◆ SELECTED EXCERPT:
──────

This genetic transformation of Wolbachia, a bacterial endosymbiont that can infect each of the major insect orders, has shown the potential to serve as biocontrol for pests and disease vectors. The modified Wolbachia can alter the reproduction of their insect host to favor female offspring and interfere with the transmission of insect-borne pathogens, such as the bacteria spread by the Asian citrus psyllid that causes citrus greening or any number of diseases spread by mosquitoes. Previously, precise genomic manipulation of Wolbachia has proven difficult in cultivating the bacterial species under laboratory conditions.
Researchers at the University of Florida have successfully developed a genomic manipulation system using CRISPR-Cas9 gene editing to transform Wolbachia with exogenous genes harmful to the host insect (such as the Asian citrus psyllid or disease-carrying mosquito species). The modified bacterium can be reintroduced into the insect host to control the spread of both the insect vector as well as the bacterial pathogens spread by the insect.
Genetically modified Wolbachia to target specific insect species to disrupt the transmission of pathogens by vector insects or to deliver proteins to plants
The Wolbachia genus are obligated endosymbionts of eukaryotic cells. These bacteria, commonly found in arthropods and nematodes, can alter the reproductive patterns of the host. These alterations ultimately lead to an overabundance of females as well as enhancing the fitness of the female population of the given species, ensuring the spread of the bacterium and the reduction of vector competence, effectively controlling the spread of both the insect vector as well as the bacterial pathogens spread by the insect. This unique ability of Wolbachia to drive itself into a population means that insect populations can be modified and controlled through paratransgenesis, rather than by direct transformation.

──────

◆ DATA EXTRACT:
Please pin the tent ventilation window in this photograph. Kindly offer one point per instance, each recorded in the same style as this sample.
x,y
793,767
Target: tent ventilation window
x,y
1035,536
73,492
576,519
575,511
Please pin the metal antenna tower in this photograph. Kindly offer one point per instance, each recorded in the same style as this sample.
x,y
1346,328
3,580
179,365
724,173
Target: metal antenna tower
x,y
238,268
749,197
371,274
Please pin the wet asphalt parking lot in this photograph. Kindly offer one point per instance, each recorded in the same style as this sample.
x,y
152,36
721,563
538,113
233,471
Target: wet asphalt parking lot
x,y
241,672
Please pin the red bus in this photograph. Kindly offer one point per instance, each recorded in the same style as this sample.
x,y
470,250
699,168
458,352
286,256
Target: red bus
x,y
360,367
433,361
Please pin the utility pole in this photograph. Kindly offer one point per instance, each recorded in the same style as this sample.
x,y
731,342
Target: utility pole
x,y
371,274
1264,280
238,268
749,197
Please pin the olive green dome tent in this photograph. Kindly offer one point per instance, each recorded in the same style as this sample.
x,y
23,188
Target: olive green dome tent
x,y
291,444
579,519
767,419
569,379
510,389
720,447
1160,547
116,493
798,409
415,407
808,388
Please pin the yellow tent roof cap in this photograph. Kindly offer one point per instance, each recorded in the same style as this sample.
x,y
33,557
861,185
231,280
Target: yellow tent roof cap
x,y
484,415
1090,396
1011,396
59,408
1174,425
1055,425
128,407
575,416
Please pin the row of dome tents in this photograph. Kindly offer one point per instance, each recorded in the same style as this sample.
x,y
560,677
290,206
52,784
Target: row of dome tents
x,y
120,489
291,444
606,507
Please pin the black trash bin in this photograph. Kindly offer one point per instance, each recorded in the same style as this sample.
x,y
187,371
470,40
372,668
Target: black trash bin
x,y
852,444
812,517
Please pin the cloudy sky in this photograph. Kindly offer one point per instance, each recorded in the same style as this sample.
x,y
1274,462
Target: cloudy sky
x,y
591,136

──────

◆ ASSIGNED TASK 1: According to the Wolbachia page, what gene-editing method did the researchers at the University of Florida use to transform Wolbachia?
◆ ASSIGNED TASK 2: Write out the part of the Wolbachia page that begins at the words "This genetic transformation" and stops after the words "under laboratory conditions.".

◆ TASK SOLUTION 1: CRISPR-Cas9 gene editing

◆ TASK SOLUTION 2:
This genetic transformation of Wolbachia, a bacterial endosymbiont that can infect each of the major insect orders, has shown the potential to serve as biocontrol for pests and disease vectors. The modified Wolbachia can alter the reproduction of their insect host to favor female offspring and interfere with the transmission of insect-borne pathogens, such as the bacteria spread by the Asian citrus psyllid that causes citrus greening or any number of diseases spread by mosquitoes. Previously, precise genomic manipulation of Wolbachia has proven difficult in cultivating the bacterial species under laboratory conditions.